All lines holding the word "each" should be located in the records and copied.

---- SUPPLIED ENTRIES

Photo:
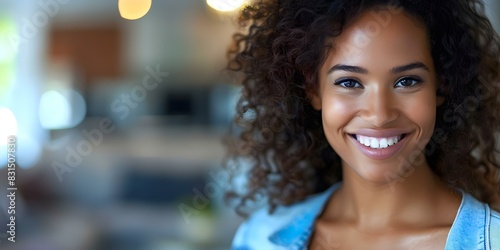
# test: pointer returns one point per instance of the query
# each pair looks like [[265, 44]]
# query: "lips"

--------
---- SUPPLIED ENTRIES

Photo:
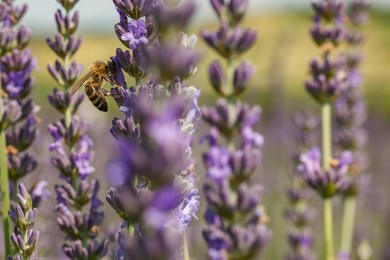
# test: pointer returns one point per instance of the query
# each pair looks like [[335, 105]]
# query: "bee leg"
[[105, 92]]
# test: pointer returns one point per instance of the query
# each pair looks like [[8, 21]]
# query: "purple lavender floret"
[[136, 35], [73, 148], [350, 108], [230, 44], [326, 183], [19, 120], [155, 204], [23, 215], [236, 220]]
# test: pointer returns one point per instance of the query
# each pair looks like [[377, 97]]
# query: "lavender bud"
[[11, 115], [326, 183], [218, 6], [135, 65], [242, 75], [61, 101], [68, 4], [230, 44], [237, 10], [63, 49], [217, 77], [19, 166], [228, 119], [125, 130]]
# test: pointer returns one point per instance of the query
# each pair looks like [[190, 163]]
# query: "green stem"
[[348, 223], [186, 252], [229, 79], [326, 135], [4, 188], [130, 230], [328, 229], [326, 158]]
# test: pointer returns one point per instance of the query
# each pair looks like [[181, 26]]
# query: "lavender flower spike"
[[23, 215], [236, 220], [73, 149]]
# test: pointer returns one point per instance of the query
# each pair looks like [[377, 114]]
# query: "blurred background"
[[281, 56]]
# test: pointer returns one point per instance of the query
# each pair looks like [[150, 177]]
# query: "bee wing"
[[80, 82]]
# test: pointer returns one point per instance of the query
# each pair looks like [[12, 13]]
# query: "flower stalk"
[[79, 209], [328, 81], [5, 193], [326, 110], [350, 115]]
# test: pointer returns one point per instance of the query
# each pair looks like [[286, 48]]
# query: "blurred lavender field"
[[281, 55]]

--------
---- SUPPLIED ENTRIES

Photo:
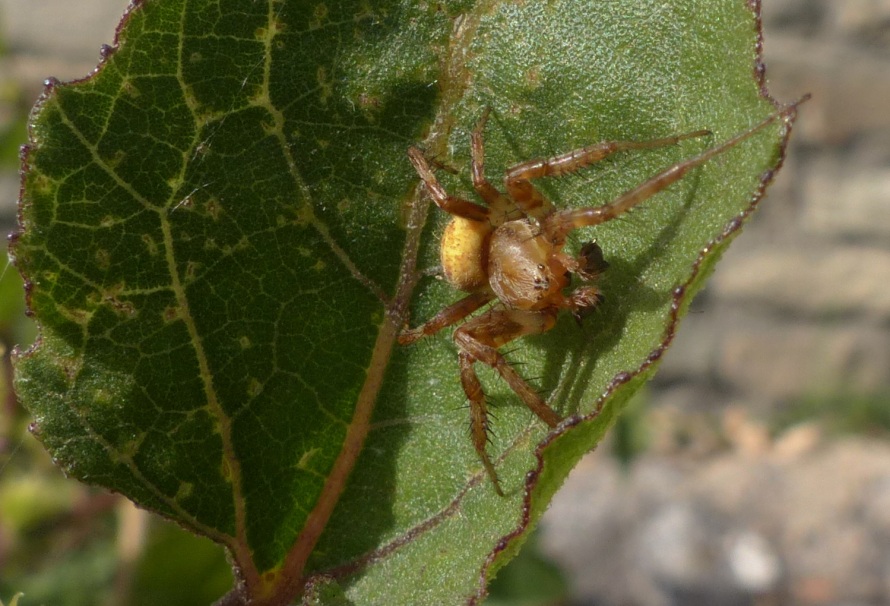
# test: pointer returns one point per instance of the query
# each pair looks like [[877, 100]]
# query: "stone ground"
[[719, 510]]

--------

* OUTPUT OF THE EXERCISE
# each pair looks like [[265, 44]]
# each pair looks like [[335, 105]]
# each pair looks like [[8, 21]]
# each pair looks like [[377, 97]]
# each pair looks like [[190, 163]]
# each pair looks like [[181, 26]]
# each pair looks like [[377, 114]]
# each pair looks like [[150, 177]]
# each pair looks like [[12, 13]]
# each pair looks like [[286, 48]]
# each pair looks like [[877, 100]]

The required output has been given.